* Start SUPPLIED PASSAGE *

A number of years ago I set out on a day’s walk with a group of friends. We planned to climb Mt Wellington, just outside Hobart, and had chosen a mild summer’s day which Hobart turns on so beautifully. The walking track began just a few blocks up from the house I lived in Nelson Rd, Sandy Bay, and unlike the road that jack-knifed back and forwards to allow cars to climb the mountain at a gentle enough incline – the walking track cut all the corners, climbing straight up the side of the mountain. Within a half an hour or so we were deep in the fragrant bushland you only encounter in Tasmania, pushing through bracken and scrambling up banks of damp loamy soil, breathing in the scents of leatherwood and honeysuckle, becoming aware of the buzzing of real live bumblebees growing louder than the receding sounds of city traffic.

* End SUPPLIED PASSAGE *

▸ DIRECTIVE A
Count the lines in the listing that contain the string "street", with case counting, and give only that number.
The Mt Wellington passage and the listing come from separate sources.

* Start RAW RECORDS *

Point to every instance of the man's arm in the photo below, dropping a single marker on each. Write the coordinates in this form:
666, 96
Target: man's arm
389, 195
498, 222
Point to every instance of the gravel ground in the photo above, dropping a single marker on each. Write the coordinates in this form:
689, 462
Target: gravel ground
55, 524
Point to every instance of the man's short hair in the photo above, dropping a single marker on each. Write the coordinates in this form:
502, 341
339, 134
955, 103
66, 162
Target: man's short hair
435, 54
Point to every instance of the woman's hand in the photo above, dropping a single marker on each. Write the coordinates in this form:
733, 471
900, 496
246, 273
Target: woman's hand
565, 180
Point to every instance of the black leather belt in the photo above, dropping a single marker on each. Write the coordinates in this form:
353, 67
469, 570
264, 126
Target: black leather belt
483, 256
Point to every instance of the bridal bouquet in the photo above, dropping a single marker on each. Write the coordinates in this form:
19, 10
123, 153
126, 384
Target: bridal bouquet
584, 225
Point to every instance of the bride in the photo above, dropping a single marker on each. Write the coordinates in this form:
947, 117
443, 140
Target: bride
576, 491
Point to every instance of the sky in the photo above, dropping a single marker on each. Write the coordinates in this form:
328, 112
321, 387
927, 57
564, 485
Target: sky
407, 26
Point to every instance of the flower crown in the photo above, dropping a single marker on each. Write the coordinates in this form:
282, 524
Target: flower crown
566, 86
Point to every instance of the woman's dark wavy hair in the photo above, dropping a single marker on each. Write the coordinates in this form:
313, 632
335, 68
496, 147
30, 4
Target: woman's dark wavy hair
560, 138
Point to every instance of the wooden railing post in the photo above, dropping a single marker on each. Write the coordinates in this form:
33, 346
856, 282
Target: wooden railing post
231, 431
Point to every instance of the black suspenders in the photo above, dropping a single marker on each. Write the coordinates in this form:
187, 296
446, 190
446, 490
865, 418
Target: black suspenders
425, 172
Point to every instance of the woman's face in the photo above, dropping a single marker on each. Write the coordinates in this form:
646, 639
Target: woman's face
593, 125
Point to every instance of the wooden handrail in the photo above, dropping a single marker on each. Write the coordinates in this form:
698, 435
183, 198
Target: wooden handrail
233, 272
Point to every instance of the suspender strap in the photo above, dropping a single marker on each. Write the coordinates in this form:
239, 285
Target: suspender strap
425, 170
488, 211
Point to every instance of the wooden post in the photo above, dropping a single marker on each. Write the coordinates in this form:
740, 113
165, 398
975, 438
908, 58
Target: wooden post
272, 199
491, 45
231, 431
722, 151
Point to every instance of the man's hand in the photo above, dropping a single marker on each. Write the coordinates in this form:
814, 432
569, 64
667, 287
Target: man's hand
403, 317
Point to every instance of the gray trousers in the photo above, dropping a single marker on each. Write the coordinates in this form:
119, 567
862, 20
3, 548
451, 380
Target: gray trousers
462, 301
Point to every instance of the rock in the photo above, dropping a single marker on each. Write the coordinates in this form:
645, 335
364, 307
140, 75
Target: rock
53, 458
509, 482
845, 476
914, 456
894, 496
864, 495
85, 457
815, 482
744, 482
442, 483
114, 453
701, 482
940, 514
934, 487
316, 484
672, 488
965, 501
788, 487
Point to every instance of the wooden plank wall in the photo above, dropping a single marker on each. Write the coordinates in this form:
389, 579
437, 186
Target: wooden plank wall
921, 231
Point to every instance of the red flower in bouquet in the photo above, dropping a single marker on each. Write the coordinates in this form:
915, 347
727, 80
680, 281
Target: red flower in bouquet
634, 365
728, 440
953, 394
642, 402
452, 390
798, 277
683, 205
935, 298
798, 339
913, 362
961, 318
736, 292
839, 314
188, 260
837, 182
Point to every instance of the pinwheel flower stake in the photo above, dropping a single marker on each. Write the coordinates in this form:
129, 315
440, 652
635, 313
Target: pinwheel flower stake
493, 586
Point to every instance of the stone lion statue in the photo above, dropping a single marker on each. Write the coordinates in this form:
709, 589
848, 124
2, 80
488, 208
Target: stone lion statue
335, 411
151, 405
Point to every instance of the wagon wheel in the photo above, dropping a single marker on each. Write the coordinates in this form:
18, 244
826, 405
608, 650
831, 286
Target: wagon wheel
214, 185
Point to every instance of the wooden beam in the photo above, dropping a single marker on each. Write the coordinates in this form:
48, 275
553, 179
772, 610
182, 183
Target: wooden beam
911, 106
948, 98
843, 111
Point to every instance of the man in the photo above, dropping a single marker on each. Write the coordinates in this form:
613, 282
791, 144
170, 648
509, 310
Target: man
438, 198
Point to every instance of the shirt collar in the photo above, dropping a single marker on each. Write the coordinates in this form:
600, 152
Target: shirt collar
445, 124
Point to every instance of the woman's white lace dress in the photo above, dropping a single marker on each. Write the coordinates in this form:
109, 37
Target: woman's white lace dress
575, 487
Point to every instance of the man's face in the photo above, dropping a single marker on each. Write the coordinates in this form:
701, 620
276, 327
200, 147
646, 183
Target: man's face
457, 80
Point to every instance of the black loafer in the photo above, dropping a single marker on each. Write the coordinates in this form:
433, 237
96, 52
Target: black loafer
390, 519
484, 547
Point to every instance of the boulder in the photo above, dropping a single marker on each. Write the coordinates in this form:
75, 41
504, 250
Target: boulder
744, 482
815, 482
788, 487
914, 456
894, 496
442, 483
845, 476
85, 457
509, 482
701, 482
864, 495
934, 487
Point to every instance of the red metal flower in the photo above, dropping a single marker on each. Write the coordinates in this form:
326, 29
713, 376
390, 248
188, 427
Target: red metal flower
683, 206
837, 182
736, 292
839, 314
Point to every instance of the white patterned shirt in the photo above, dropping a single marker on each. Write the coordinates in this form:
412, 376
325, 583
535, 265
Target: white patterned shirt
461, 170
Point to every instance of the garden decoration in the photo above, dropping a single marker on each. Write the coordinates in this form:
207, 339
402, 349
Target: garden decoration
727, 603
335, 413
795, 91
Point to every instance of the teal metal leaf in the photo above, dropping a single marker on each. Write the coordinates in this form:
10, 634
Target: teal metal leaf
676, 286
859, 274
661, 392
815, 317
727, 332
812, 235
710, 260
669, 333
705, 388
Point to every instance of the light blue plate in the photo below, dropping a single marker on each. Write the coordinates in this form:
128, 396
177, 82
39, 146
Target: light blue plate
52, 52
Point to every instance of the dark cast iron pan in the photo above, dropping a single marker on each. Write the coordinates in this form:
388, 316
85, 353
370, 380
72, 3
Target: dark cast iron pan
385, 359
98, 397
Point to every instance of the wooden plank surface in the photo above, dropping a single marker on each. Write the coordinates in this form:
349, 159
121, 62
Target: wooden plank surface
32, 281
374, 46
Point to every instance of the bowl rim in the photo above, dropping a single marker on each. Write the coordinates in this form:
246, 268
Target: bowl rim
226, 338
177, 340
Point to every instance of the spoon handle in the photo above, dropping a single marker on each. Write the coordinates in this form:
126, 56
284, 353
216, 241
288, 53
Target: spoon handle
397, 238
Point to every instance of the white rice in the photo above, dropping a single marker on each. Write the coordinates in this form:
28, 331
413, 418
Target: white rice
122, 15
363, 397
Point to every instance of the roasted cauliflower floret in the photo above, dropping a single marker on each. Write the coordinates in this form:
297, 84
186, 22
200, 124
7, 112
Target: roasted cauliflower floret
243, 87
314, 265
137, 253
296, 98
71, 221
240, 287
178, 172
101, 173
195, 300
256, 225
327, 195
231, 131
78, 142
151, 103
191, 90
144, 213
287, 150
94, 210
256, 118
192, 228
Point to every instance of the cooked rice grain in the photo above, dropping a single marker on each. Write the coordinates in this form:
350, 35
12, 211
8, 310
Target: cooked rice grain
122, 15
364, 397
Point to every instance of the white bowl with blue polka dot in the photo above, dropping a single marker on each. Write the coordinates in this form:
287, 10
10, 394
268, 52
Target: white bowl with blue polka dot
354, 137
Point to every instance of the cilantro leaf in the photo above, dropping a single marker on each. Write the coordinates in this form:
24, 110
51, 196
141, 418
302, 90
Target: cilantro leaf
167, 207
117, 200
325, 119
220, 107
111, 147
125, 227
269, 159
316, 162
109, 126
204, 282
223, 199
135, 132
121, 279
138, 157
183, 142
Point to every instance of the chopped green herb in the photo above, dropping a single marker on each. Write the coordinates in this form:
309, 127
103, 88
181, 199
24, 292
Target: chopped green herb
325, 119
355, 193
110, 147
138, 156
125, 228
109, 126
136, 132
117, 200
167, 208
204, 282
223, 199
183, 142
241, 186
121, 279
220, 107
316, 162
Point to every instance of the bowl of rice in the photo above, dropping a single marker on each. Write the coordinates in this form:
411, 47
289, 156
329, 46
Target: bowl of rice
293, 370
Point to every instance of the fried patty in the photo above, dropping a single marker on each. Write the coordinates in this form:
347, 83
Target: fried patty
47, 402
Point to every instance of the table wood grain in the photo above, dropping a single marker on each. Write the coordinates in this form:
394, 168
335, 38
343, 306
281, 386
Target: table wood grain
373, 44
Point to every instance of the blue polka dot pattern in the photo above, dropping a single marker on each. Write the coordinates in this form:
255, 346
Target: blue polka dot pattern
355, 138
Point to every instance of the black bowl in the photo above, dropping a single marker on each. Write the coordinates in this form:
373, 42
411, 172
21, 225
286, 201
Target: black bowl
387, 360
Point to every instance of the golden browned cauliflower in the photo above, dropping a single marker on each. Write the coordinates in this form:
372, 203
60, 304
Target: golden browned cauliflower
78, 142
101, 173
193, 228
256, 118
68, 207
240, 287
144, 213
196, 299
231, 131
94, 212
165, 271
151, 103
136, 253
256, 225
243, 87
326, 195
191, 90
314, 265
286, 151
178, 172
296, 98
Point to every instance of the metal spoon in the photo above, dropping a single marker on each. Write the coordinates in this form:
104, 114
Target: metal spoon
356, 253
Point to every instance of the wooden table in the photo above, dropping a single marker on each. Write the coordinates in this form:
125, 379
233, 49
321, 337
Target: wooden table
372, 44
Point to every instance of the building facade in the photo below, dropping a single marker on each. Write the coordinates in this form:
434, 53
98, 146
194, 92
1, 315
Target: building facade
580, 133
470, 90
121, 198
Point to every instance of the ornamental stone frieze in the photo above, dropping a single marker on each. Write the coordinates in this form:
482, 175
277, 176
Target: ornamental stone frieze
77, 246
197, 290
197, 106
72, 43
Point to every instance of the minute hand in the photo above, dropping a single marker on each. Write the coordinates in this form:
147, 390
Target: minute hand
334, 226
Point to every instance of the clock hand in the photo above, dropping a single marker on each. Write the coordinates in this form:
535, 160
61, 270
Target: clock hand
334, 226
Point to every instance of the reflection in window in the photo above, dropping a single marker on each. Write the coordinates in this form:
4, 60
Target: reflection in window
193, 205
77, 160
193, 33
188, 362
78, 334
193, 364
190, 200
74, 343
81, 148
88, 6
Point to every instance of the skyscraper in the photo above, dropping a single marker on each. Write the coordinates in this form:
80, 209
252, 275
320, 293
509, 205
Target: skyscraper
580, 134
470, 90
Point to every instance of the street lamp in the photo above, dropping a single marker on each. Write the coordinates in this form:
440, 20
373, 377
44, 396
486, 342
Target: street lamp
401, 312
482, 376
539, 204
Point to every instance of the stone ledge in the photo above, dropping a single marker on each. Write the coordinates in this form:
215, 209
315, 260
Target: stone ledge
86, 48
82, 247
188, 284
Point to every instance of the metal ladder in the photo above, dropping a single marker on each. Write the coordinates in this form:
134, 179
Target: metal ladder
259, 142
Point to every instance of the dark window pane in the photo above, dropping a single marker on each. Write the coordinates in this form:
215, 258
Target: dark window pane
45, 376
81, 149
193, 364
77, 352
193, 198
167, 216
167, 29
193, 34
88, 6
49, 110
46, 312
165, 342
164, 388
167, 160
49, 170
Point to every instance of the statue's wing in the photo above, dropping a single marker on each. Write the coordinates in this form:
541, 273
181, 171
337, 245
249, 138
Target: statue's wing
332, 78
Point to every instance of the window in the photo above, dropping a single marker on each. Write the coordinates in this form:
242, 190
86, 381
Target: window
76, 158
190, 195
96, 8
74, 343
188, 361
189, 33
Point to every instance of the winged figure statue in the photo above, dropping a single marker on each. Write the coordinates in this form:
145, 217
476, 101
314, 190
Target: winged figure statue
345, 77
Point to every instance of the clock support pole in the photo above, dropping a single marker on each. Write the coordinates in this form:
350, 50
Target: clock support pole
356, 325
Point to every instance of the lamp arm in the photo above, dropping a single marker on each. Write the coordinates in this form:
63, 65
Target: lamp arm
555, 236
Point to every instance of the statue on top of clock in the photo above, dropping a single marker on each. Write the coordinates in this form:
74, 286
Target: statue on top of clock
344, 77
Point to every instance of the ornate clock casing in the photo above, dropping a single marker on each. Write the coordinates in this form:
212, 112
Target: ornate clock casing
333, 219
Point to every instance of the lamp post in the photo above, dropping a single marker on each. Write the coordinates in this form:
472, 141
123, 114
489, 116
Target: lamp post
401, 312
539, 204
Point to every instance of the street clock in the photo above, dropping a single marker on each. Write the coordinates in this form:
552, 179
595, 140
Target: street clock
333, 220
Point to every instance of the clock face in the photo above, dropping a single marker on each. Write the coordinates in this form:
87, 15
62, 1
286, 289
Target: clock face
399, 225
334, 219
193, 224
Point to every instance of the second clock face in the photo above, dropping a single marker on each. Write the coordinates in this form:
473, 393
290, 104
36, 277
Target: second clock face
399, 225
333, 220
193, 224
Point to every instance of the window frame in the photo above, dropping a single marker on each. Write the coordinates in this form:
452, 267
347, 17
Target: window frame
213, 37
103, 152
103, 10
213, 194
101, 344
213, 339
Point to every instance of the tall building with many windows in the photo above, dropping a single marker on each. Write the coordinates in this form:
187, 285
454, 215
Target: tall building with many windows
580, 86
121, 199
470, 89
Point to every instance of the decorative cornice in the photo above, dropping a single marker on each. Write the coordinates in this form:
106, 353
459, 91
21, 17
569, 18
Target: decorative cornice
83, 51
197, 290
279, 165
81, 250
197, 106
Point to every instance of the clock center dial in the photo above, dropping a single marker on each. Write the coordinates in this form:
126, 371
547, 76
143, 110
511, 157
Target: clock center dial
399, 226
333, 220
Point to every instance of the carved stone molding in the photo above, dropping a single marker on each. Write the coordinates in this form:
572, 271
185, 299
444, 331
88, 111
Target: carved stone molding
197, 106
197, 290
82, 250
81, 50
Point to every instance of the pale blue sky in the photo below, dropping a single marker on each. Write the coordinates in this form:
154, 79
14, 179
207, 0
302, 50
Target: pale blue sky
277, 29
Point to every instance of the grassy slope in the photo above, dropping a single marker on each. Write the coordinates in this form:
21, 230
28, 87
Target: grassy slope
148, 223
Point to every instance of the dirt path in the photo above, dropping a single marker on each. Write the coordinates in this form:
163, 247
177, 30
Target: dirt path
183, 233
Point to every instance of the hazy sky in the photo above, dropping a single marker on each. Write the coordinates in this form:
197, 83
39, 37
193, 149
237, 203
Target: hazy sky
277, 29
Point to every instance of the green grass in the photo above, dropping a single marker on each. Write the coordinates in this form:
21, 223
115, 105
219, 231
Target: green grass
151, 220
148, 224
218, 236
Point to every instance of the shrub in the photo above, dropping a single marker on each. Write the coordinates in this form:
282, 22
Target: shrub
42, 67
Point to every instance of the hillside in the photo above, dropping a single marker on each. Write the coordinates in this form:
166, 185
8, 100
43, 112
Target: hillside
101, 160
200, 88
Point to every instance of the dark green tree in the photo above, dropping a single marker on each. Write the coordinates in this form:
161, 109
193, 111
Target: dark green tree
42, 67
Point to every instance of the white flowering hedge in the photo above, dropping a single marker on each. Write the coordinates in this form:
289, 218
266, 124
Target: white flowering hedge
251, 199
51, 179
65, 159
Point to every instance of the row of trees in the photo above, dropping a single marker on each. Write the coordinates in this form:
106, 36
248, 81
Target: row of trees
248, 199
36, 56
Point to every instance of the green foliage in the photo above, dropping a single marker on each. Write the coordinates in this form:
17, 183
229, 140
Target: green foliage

* End RAW RECORDS *

▸ DIRECTIVE B
According to the Mt Wellington passage, on which road did the narrator live?

▸ EXERCISE ANSWER A
4

▸ EXERCISE ANSWER B
Nelson Rd, Sandy Bay.